VOTRE TRAVAIL:
a - Résumez plus brièvement le paragraphe de l'extrait sur dieu et l'impossible qui commence par « On pense tout à coup à dieu », sans perdre ses idées principales.
b - Citez mot pour mot le passage de l'extrait sur dieu et l'impossible qui commence par « On pense tout » et va jusqu'à « en tant qu’autre. ».

EXTRAIT DU DOCUMENT:
<<<<

On pense tout à coup à dieu - et l’on voit combien la question de la démonstration de son existence est déterminante. dieu est vrai, donc il doit être réel. Mais dieu n’a rien d’une chose dite « réelle ». Ou comme disait Lacan, « Le réel, c’est l’impossible ». Par quoi précisément l’impossible devient éminemment possible. Et par quoi l’on voit que le contraire du possible, ce n’est pas l’impossible, mais un autre possible. L’impossible n’est pas négation du possible, mais de l’autre, en tant qu’autre.
Ou si l’on veut, il fallait qu’au possible soit opposé quelque chose comme l’impossible, afin de maintenir à l’écart l’autre. L’impossible, c’est l’Un-possible, c’est la possibilité de l’exception, cette exception qui « confirme la règle ». Un peu comme dieu. Sans doute l’impossible a à voir avec ce que l’on a appelé la théologie négative - qui dit que dieu n’est pas ceci, ni cela, mais il est éminemment ceci, et il est encore éminemment cela…
Eminence. Le sens propre: élévation de terrain, saillie. Comme l’appartement dans le film de Goldbach. Elevation qui indique la supériorité, ou encore, l’excellence.

>>>>

DONNÉES ENREGISTRÉES:
<<<<

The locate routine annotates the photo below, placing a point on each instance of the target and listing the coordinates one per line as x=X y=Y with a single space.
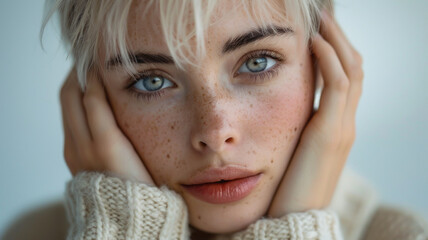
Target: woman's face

>>>>

RÉSULTATS ATTENDUS:
a - Penser à dieu montre combien la démonstration de son existence est déterminante : s'il est vrai, il doit être réel, alors qu'il n'a rien d'une chose dite « réelle ». Pour Lacan, « le réel, c'est l'impossible », ce qui rend l'impossible éminemment possible. Le contraire du possible n'est donc pas l'impossible mais un autre possible. L'impossible ne nie pas le possible mais l'autre en tant qu'autre.

b -
On pense tout à coup à dieu - et l’on voit combien la question de la démonstration de son existence est déterminante. dieu est vrai, donc il doit être réel. Mais dieu n’a rien d’une chose dite « réelle ». Ou comme disait Lacan, « Le réel, c’est l’impossible ». Par quoi précisément l’impossible devient éminemment possible. Et par quoi l’on voit que le contraire du possible, ce n’est pas l’impossible, mais un autre possible. L’impossible n’est pas négation du possible, mais de l’autre, en tant qu’autre.